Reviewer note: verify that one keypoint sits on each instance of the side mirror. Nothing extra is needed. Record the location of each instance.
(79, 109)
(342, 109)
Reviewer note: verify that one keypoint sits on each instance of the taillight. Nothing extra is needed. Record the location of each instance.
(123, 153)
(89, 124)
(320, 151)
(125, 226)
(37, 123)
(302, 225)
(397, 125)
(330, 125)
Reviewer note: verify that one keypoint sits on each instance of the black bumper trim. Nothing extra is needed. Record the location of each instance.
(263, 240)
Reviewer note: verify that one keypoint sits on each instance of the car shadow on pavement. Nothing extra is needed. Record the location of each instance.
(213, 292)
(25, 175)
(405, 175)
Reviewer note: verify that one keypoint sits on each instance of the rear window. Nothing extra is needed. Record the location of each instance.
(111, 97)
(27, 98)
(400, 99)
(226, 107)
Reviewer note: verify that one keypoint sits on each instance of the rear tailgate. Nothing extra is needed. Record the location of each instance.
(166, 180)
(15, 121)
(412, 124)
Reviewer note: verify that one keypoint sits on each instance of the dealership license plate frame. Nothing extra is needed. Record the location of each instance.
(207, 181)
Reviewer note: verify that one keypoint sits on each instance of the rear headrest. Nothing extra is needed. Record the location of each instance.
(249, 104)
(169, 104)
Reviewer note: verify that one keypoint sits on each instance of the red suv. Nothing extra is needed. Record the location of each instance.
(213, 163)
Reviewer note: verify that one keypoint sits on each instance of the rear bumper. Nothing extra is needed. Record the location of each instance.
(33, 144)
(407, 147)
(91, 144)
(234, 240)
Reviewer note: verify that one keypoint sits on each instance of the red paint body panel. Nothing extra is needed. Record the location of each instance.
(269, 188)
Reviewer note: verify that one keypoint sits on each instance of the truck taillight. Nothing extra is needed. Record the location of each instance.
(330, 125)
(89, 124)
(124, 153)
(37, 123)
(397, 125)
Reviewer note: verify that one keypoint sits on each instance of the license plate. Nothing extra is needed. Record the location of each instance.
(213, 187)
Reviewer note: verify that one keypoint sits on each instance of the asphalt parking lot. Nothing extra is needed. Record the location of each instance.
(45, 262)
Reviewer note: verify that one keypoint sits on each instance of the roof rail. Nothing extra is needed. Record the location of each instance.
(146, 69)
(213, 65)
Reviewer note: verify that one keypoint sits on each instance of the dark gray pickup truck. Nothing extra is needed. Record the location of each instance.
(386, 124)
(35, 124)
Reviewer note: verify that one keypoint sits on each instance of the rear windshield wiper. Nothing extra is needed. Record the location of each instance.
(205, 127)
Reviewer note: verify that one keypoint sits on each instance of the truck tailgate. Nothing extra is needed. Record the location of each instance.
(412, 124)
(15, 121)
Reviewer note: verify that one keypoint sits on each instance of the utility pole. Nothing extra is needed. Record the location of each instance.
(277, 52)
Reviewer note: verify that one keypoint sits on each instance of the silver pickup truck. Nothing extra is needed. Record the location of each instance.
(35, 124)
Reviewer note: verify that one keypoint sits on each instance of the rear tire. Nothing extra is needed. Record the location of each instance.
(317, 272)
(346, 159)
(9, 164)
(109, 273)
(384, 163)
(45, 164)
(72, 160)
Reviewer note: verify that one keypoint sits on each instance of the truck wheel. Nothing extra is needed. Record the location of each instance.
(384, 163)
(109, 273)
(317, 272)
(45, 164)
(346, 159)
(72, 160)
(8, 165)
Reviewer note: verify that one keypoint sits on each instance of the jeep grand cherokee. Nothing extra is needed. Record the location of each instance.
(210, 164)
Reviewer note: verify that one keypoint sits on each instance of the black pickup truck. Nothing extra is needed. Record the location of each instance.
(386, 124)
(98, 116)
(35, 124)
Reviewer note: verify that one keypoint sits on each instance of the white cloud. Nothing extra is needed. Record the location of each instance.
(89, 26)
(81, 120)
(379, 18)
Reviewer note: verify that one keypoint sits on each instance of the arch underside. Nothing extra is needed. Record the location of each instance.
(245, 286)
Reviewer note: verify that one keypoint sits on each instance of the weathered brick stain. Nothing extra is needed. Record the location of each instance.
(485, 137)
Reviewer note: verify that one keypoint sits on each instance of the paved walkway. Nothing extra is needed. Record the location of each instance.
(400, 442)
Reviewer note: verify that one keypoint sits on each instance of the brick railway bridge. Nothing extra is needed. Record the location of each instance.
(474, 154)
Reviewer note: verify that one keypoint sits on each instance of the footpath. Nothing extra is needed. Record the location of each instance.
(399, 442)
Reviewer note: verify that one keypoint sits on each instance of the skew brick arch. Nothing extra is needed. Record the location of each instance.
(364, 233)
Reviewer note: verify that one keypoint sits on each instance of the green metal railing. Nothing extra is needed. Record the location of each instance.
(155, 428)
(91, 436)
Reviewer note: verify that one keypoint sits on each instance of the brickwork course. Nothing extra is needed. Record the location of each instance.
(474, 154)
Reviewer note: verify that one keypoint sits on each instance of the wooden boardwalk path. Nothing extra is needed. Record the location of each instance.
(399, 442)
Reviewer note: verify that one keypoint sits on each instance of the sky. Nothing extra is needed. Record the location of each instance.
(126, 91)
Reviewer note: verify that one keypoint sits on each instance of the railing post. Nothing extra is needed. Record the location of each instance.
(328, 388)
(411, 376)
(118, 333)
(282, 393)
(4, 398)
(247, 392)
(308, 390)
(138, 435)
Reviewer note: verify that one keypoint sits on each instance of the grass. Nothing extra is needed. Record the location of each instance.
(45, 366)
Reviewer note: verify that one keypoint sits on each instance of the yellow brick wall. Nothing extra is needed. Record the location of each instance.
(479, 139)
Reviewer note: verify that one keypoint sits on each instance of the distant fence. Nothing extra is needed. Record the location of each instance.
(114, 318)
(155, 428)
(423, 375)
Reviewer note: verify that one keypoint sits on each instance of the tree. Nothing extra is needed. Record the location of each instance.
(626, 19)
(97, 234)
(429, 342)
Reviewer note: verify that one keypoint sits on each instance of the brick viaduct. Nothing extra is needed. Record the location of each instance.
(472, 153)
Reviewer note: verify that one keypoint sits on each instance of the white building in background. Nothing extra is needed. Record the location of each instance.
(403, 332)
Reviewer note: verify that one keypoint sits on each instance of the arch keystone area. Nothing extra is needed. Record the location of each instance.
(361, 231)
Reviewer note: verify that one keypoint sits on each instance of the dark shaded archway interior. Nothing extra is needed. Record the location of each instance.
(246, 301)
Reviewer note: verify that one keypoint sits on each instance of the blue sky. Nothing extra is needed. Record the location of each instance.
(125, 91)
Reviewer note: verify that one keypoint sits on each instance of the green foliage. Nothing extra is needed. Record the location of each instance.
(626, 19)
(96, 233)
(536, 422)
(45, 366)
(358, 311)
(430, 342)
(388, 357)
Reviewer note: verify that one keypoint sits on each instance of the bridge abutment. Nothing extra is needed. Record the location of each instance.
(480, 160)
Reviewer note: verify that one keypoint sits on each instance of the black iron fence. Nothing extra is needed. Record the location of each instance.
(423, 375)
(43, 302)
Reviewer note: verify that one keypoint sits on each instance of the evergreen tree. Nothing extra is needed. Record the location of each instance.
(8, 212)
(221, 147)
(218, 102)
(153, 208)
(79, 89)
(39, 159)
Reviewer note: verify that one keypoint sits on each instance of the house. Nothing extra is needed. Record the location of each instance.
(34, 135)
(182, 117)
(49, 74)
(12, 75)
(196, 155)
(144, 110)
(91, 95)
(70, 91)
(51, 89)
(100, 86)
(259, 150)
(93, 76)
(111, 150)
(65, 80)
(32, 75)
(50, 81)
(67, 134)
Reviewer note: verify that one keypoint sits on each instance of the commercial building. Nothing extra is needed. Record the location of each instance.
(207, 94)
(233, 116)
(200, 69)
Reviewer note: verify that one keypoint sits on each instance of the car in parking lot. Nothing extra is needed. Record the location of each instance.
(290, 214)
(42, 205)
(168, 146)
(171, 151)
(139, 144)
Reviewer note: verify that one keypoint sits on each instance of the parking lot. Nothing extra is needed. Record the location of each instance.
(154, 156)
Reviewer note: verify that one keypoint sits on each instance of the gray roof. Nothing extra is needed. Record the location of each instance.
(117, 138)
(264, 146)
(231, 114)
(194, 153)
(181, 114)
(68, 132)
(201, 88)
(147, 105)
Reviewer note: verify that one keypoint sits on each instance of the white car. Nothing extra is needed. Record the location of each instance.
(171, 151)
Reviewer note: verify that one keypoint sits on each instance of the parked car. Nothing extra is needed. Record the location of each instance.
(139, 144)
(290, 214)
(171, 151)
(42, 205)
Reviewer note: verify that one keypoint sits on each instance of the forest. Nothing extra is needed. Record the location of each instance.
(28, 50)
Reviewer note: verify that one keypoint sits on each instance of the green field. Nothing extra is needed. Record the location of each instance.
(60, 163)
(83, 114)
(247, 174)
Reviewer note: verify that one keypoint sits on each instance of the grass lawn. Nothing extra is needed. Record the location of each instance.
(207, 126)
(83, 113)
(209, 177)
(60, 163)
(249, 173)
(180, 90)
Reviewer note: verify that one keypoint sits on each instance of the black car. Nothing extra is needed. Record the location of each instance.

◆ Requirement ◆
Take the line with "of the forest." and all lines after it through the end of the records, and write them out exactly; include nothing else.

◆ Written solution ◆
Reviewer note: verify that one keypoint sits on each instance of the forest. Nothing extra is needed. Record the location of each instance.
(28, 50)
Reviewer note: verify that one keypoint sits on each instance of the green field. Nothing extra is needed. Record the location of each instance.
(60, 163)
(83, 114)
(247, 174)
Reviewer note: verify that one keypoint sits on each instance of the grass lawn. Nothing extra is needed. Record the location of each instance.
(207, 126)
(83, 113)
(209, 177)
(60, 163)
(249, 173)
(180, 90)
Reviewer note: verify that one keypoint sits on each instance of the black car. Nothing extra is needed. Record the location of each instance.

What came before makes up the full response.